Exercise A:
Count the lines in the entries below that contain the string "green", and give only that number.

:: Text shown ::

Time is Everything

It’s not exactly news to say that the Internet undergoes constant change – those of us that work online are totally aware of that, sometimes painfully so. But how do we view that change?

For an SEO or digital marketer, for instance, our attention may be divided between what is different today, compared to yesterday, and what shape tomorrow’s changes may take. The engineers inside the search engines’ conclaves, on the other hand, probably spend part of their time trying to improve what they’re already doing and the rest figuring out what they may be able to accomplish that their competitors aren’t doing.

But how often do we think about the changes occurring with the users? After all, aren’t they our real targets?

I follow Gary Vaynerchuk pretty closely. He’s a very sharp guy who always has his eye on consumers. Not just on what catches their attention… but why it does. And in a recent keynote (the whole thing rocks, but it’s right after 28:05 that he makes this point) he made a point that I think is very valid. In explaining why he hates Samsung (and he goes out of his way to point it out), he hit on what I think is the biggest online cultural change that, as marketers, many are missing…

Time is everything.

TimepieceWe’re so buried in the flood of information pouring over us, that the slightest intrusions, the tiniest bit of wasted time, is momentarily catastrophic to us. When a webpage loads a couple of seconds slower than we think it should, when the person we’re calling doesn’t answer until the fourth ring, when our WiFi connection seems a little sluggish, it affects us. It pisses us off. It’s time… OUR time… and we take that loss very personally.

I can imagine you’re thinking, ‘Yeah, big shock! People resent having their time wasted.” Granted, it’s not a new idea. But think about it… it wasn’t that many years ago when we might have been irked if someone kept us waiting 10-15 minutes for an appointment. Gradually, that 10-15 minutes diminished to 2-3 minutes. Today, people subconsciously detect a delay of a few hundred milliseconds. And it stresses them!

There’s so much information to be experienced, and little enough time in which to absorb it. So many tasks, and not enough time for them all. And that information is buried in a sea of noise, which makes it even harder to digest the important bits.

:::
:: Data shown ::

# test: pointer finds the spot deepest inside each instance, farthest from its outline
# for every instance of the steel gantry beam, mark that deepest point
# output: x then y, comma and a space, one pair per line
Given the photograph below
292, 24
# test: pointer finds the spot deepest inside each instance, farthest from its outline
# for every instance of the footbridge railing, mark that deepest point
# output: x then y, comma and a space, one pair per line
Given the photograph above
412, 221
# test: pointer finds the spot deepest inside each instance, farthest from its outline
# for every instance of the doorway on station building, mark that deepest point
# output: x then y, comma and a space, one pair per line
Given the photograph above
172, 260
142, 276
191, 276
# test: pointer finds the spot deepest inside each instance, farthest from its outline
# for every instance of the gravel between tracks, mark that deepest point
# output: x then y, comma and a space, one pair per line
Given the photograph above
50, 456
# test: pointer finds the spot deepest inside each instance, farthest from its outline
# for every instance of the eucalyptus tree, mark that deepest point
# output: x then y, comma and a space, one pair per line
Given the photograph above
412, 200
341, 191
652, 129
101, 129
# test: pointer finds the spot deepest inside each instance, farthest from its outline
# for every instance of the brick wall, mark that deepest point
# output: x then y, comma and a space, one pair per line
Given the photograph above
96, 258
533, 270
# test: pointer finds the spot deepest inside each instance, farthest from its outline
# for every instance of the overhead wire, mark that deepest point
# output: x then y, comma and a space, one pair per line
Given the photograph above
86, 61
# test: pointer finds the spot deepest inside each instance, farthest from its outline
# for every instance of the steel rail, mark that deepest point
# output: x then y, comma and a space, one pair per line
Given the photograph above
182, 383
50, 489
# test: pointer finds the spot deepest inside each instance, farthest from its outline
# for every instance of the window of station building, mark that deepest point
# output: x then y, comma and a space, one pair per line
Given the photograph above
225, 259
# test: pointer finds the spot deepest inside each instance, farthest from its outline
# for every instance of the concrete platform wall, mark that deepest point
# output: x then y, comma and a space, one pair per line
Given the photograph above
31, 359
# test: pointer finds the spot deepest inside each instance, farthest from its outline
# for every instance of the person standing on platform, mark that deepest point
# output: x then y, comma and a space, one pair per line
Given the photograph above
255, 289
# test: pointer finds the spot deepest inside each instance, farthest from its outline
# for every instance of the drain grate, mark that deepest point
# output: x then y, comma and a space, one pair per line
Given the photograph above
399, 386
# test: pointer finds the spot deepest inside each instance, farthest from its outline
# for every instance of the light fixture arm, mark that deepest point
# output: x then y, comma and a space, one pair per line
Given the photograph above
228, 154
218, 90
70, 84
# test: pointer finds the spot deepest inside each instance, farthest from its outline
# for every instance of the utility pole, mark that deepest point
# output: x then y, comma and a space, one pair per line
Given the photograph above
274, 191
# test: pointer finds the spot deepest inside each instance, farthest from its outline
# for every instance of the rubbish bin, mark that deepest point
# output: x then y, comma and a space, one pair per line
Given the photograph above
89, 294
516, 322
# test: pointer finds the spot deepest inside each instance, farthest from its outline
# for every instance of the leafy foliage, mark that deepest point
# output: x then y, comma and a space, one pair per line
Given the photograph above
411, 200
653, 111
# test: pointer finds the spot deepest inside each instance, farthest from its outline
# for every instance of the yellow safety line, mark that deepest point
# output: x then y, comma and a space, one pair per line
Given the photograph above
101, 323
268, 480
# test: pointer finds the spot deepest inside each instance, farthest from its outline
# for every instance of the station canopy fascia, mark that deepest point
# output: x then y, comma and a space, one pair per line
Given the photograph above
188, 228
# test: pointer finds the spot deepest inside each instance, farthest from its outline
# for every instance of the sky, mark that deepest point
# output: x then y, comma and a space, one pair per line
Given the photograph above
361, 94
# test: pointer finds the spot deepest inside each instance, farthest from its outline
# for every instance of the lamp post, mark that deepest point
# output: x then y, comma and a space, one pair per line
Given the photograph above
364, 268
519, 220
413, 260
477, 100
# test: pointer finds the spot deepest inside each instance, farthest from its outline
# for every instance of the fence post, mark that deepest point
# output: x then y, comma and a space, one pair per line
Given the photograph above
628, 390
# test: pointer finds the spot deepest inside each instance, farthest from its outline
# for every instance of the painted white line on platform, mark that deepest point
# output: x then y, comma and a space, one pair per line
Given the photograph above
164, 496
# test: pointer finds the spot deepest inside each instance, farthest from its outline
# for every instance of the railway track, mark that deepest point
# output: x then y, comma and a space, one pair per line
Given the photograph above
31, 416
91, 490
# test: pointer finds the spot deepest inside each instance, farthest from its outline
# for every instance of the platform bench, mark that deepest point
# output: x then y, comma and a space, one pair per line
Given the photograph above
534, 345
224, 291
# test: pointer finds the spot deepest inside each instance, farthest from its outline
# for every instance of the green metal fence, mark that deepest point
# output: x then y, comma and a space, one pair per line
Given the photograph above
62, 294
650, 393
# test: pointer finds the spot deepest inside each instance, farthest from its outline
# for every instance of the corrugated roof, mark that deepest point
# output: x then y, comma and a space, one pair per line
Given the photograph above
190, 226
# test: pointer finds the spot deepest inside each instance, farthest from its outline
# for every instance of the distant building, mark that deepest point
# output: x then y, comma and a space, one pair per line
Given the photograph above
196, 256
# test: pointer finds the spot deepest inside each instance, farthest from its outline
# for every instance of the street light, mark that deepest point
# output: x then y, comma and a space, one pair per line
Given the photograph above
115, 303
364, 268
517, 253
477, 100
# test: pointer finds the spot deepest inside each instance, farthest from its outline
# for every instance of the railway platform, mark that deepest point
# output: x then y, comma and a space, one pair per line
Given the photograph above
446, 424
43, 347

:::
:: Data shown ::

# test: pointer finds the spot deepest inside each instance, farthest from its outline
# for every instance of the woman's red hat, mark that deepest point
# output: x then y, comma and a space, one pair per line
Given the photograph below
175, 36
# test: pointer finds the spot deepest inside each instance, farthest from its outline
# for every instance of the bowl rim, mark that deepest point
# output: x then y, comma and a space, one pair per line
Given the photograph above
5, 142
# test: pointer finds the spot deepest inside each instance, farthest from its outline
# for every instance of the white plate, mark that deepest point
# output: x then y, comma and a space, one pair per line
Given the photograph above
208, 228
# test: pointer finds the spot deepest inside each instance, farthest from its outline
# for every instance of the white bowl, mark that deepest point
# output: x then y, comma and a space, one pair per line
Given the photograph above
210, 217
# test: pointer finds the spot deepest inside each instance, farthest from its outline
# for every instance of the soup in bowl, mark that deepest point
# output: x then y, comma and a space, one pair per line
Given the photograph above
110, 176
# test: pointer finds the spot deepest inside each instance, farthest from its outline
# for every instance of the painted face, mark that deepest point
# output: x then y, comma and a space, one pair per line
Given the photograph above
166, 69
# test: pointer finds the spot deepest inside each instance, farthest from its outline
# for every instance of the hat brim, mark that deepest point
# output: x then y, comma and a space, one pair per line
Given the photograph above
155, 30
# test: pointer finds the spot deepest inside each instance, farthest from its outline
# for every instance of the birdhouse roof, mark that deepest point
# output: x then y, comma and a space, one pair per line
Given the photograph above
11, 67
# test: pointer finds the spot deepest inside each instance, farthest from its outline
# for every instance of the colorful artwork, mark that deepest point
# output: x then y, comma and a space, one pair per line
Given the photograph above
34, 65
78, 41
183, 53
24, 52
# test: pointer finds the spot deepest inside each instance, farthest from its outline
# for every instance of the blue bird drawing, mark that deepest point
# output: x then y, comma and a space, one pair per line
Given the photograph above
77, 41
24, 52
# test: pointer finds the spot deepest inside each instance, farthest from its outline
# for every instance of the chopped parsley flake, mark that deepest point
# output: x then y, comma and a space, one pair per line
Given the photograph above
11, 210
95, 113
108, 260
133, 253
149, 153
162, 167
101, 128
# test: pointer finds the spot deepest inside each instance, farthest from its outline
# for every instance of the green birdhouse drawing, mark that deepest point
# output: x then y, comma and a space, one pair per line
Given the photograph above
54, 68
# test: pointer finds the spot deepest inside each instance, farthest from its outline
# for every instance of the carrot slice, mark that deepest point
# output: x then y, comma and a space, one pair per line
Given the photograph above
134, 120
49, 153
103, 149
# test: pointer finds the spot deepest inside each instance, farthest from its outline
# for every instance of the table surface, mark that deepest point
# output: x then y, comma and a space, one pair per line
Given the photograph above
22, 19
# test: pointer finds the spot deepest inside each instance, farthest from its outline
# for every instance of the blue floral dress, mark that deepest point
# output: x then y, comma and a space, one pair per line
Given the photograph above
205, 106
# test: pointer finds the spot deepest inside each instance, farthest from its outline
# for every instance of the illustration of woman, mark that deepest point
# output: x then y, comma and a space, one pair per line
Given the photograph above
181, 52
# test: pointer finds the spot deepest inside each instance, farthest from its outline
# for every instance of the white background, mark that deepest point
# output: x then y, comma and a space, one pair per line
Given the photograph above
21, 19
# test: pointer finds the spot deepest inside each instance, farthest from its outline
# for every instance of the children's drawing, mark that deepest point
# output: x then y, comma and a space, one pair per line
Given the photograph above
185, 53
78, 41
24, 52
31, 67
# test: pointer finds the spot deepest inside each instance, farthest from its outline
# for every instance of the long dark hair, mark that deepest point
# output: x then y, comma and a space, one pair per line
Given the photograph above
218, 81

:::

Exercise B:
According to the post, what length of delay do people subconsciously detect today?

Task output A:
2

Task output B:
A delay of a few hundred milliseconds.